• Do this
Please output the entries below from the line that contains "Category: shoreline" through the final line, reproduced exactly and alone.

• Data provided

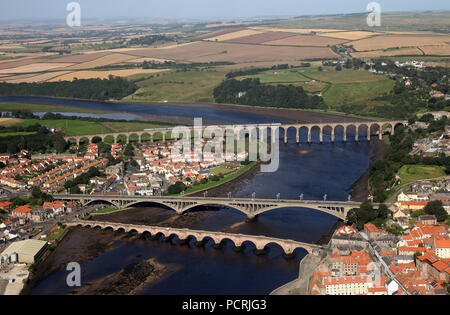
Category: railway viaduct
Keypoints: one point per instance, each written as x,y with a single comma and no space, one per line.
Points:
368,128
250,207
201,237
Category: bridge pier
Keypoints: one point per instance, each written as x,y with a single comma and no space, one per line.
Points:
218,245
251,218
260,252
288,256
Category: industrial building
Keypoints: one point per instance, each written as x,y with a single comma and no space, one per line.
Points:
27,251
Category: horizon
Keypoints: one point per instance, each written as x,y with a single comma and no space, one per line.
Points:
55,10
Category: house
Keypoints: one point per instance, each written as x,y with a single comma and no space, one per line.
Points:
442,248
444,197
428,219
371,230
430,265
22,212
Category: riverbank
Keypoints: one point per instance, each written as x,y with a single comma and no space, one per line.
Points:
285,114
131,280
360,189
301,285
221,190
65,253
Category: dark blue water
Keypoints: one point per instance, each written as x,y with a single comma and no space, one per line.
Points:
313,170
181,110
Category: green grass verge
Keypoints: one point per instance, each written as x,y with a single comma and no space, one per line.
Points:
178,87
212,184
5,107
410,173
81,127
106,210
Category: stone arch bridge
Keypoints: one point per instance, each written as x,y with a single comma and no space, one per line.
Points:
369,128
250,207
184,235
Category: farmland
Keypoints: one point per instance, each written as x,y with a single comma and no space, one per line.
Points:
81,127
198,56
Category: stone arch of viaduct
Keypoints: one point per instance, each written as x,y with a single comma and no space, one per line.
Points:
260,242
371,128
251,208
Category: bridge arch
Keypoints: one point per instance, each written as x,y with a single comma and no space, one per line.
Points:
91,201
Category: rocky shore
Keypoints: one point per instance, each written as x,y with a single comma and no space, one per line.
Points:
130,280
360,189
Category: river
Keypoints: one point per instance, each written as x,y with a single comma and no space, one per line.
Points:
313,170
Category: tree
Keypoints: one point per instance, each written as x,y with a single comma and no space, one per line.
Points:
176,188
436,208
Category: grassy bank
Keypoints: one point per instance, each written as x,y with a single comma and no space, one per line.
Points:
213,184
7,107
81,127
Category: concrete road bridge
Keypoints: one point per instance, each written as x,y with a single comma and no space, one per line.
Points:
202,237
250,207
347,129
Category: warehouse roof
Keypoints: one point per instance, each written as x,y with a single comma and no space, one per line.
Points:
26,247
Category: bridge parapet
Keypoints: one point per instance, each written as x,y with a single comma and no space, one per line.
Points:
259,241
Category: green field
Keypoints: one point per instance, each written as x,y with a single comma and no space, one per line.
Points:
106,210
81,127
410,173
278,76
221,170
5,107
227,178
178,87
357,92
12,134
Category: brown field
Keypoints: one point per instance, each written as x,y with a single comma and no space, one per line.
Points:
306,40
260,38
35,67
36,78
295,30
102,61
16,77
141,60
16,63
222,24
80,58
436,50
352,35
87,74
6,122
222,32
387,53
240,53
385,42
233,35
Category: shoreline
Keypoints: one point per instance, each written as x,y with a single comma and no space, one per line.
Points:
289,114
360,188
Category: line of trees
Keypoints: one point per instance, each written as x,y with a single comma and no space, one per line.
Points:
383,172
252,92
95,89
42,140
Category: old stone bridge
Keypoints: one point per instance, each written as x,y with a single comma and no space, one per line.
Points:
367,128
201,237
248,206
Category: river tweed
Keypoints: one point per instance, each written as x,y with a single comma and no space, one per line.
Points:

• Written solution
Category: shoreline
Keypoints: one point per instance, each written as x,y with a single comma and no space, one per line.
Points:
289,114
360,188
Category: line of trees
Keypoints: one point per instance, each written as x,y with a single comma and no space, one per line.
Points:
383,172
252,92
95,89
42,140
Category: old stone bridge
Keypoints: one point per instance, each written as x,y with a single comma and no space, one per line.
Points:
367,128
201,237
248,206
Category: river tweed
Keypoints: one point per instance, each written as x,y with a single comma and no space, one per line.
Points:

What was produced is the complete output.